* **Exercise instructions**:
Resume the text on Shin Megami Tensei V after its last sentence, continuing in the same voice.

* **Text shown**:
As with many Atlus RPGs, SMTV puts players in the shoes of a Japanese high school student who has their life turned on their head, as they suddenly have to do battle against hordes of demons.

Unlike previous entries in the Shin Megami Tensei series, the latest offering forgoes traditional dungeon crawling for more expansive, open-world settings for players to explore.

If you want to take on as many battles or side quests as you can before heading to the hard-as-nails bosses inhabiting SMTV’s post-apocalytpic Tokyo you can, or you can try to streamline your experience and just focus on all of the main quest points and bosses. The choice is yours.

Whichever way you tackle the game, you’ll be fighting plenty of old-school turn-based battles.

While Persona 5 added plenty of modern flourishes to the turn-based JRPG battles gamers have known for years, Shin Megami Tensei V is a much more old-school experience.

There are a few slight tweaks, such as the ability to initiate a battle yourself when you spot an enemy in the battlefield and get an advantage, as well as the Magatsuhi metre which when filled will let your entire party unleash a wave of critical attacks.

If you’re looking for a more fast-paced, modern battle system – as seen in games such as Final Fantasy 15 – then you won’t find it here in SMTV. But there’s something to be said to sticking to traditions and catering for JRPG fans that know their roots.

Throughout SMTV you’ll also need to help build your party, which will be done by recruting demons you fight on the battlefield and then building their stats.

Natural-language object grounding data
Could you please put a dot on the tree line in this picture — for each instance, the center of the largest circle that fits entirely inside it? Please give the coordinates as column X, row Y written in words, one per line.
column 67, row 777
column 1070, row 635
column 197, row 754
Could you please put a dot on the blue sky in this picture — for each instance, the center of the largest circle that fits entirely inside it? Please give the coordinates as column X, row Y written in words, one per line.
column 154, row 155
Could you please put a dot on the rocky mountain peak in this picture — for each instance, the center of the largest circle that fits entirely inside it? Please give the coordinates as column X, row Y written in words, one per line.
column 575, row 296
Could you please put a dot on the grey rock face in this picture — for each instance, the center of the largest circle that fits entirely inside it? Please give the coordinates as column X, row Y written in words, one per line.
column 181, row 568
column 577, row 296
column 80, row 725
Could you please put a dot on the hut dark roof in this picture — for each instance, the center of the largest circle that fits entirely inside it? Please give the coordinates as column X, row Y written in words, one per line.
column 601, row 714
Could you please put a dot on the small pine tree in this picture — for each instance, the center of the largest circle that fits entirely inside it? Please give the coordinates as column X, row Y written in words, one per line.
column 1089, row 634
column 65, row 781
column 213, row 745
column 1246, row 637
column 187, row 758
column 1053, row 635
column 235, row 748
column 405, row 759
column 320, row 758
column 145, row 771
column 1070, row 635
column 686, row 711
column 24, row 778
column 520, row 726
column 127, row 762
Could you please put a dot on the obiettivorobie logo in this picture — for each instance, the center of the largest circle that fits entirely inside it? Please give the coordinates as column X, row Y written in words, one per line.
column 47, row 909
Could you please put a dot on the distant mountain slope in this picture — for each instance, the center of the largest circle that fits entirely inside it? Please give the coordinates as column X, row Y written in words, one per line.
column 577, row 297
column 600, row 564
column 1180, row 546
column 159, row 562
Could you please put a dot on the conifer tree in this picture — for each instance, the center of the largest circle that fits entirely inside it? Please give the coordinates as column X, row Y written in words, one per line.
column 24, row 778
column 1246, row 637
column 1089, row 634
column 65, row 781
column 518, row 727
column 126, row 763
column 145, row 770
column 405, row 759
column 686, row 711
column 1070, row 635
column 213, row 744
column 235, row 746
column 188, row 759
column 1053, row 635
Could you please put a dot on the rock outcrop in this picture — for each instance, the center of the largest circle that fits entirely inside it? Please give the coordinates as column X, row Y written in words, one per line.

* **Answer below**:
To get creatures onto your side, you’ll have to use negotiations to convince them to team-up with you – whether that’s by selecting the right dialogue actions during a fight, or simply bribing them.

There’s a huge array of demons available that you can bring onboard, with a mammoth library of monsters that even a Pokemon game would be envious of – which helps players tailor make their parties to their choosing.

Besides all this, one of the standout strengths of SMTV is just how good it looks. Even in docked mode, on a base Nintendo Switch Shin Megami Tensei V looks gorgeous.

You won’t see the muddy visuals that affect other games when playing portably, Shin Megami Tensei V is still a feast for the eyes when you’re playing on the go.

Which may be the way a lot of people end up prefer playing it, dipping into SMTV every now and then for a few battles so the relentless nature of its hardcore JRPG DNA doesn’t become too overbearing – which, admittedly, can sometimes feel like a bit of a slog.

Overall though, Shin Megami Tensei V is yet another essential Nintendo Switch purchase for JRPG fans.

The hit hybrid console has built up a dazzling array of Japanese roleplaying games over the years – from Xenoblade Chronicles 2, to Octopath Traveler, Dragon Quest XI, and much, much more.

And with rumours circulating that Atlus are planning on bringing Persona 3 and Persona 4 to the Switch in the future, now is the perfect time to pick up SMTV and sink dozens of hours into another instant classic JRPG – before more titles are on the way that demand your attention.